Work instructions
What follows is a listing; give it again exactly, in its entirety.
════════════════
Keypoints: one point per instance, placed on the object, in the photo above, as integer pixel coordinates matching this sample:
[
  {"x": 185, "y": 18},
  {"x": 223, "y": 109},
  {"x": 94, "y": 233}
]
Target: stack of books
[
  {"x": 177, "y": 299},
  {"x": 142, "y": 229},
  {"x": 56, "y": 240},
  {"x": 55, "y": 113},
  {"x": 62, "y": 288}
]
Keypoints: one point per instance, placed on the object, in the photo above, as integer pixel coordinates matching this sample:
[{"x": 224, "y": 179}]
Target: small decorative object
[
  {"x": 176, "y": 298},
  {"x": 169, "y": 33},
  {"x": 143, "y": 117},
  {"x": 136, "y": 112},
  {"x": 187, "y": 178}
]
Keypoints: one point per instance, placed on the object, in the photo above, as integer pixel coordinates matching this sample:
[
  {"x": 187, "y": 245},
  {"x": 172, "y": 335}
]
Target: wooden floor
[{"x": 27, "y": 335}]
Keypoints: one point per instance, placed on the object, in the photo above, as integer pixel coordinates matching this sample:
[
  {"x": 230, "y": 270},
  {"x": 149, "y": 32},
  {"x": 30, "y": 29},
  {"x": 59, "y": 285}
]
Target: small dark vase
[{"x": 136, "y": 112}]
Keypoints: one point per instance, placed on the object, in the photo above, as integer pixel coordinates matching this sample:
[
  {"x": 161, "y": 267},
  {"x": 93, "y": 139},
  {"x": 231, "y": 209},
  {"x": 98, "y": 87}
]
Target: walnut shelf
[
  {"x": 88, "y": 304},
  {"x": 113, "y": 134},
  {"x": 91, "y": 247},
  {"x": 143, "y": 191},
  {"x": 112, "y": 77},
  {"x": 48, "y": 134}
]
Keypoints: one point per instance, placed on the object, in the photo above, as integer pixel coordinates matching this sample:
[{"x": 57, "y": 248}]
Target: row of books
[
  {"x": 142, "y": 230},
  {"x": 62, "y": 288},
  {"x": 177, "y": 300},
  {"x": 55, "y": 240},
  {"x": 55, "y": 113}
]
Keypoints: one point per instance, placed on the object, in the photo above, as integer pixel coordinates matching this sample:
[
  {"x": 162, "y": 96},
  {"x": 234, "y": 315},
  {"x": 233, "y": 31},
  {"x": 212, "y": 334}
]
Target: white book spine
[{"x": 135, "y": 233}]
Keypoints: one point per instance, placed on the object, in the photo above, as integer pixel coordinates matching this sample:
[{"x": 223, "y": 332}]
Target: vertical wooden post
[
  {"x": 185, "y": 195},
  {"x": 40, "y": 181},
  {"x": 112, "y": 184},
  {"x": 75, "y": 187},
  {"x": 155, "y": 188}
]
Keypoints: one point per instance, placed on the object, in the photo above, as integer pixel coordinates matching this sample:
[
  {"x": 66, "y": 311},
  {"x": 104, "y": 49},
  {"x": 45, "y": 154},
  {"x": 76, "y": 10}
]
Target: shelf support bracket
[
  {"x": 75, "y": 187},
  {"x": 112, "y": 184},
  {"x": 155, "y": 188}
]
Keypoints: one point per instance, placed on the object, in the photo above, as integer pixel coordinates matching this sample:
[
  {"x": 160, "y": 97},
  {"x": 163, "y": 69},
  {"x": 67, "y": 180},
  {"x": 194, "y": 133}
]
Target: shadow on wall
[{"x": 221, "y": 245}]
════════════════
Result of this task
Keypoints: one point per instance, placed on the object, in the photo above, as integer pixel coordinates matching this sample:
[
  {"x": 185, "y": 18},
  {"x": 223, "y": 109},
  {"x": 94, "y": 233}
]
Target: stack of books
[
  {"x": 177, "y": 299},
  {"x": 142, "y": 229},
  {"x": 56, "y": 240},
  {"x": 55, "y": 113},
  {"x": 62, "y": 288}
]
Keypoints: one point per instance, placed on the object, in the photo above, as integer pixel coordinates matching this sample:
[{"x": 224, "y": 179}]
Target: small decorative object
[
  {"x": 176, "y": 298},
  {"x": 169, "y": 33},
  {"x": 143, "y": 117},
  {"x": 136, "y": 112},
  {"x": 187, "y": 178}
]
Keypoints: one point per instance, placed on the object, in the photo above, as integer pixel coordinates matching this sample:
[
  {"x": 187, "y": 245},
  {"x": 172, "y": 335}
]
Target: wooden floor
[{"x": 27, "y": 335}]
Keypoints: one point per instance, placed on the object, in the photo above, as integer pixel coordinates matching this sample:
[
  {"x": 230, "y": 270},
  {"x": 149, "y": 32},
  {"x": 30, "y": 29},
  {"x": 59, "y": 285}
]
Target: small dark vase
[{"x": 136, "y": 112}]
Keypoints: one point per instance, placed on the object, in the photo above, as integer pixel coordinates matching this sample:
[
  {"x": 161, "y": 267},
  {"x": 93, "y": 139},
  {"x": 231, "y": 209},
  {"x": 98, "y": 87}
]
Target: walnut shelf
[
  {"x": 88, "y": 304},
  {"x": 113, "y": 134},
  {"x": 91, "y": 247},
  {"x": 143, "y": 191},
  {"x": 112, "y": 77},
  {"x": 48, "y": 134}
]
Keypoints: one point per instance, placed on the object, in the photo above, as integer pixel coordinates matching this sample:
[{"x": 57, "y": 248}]
Target: row of books
[
  {"x": 142, "y": 230},
  {"x": 62, "y": 288},
  {"x": 177, "y": 300},
  {"x": 55, "y": 240},
  {"x": 55, "y": 113}
]
Keypoints: one point per instance, placed on the object, in the photo above, as integer pixel coordinates matching this sample:
[
  {"x": 162, "y": 96},
  {"x": 234, "y": 315},
  {"x": 233, "y": 31},
  {"x": 212, "y": 334}
]
Target: white book spine
[{"x": 135, "y": 233}]
Keypoints: one point per instance, placed on the object, in the photo above, as integer pixel coordinates matching this sample:
[{"x": 223, "y": 332}]
Target: vertical wooden post
[
  {"x": 185, "y": 195},
  {"x": 40, "y": 181},
  {"x": 112, "y": 184},
  {"x": 75, "y": 187},
  {"x": 155, "y": 188}
]
Keypoints: one point per instance, placed on the object, in the photo above, as integer pixel coordinates matching this sample:
[
  {"x": 66, "y": 311},
  {"x": 104, "y": 49},
  {"x": 45, "y": 154},
  {"x": 76, "y": 10}
]
Target: shelf support bracket
[
  {"x": 75, "y": 187},
  {"x": 112, "y": 184},
  {"x": 155, "y": 188}
]
Keypoints: one point per instance, placed on the object, in the photo above, as integer pixel coordinates matching this sample:
[
  {"x": 160, "y": 97},
  {"x": 163, "y": 69},
  {"x": 67, "y": 180},
  {"x": 194, "y": 133}
]
Target: shadow on wall
[{"x": 221, "y": 245}]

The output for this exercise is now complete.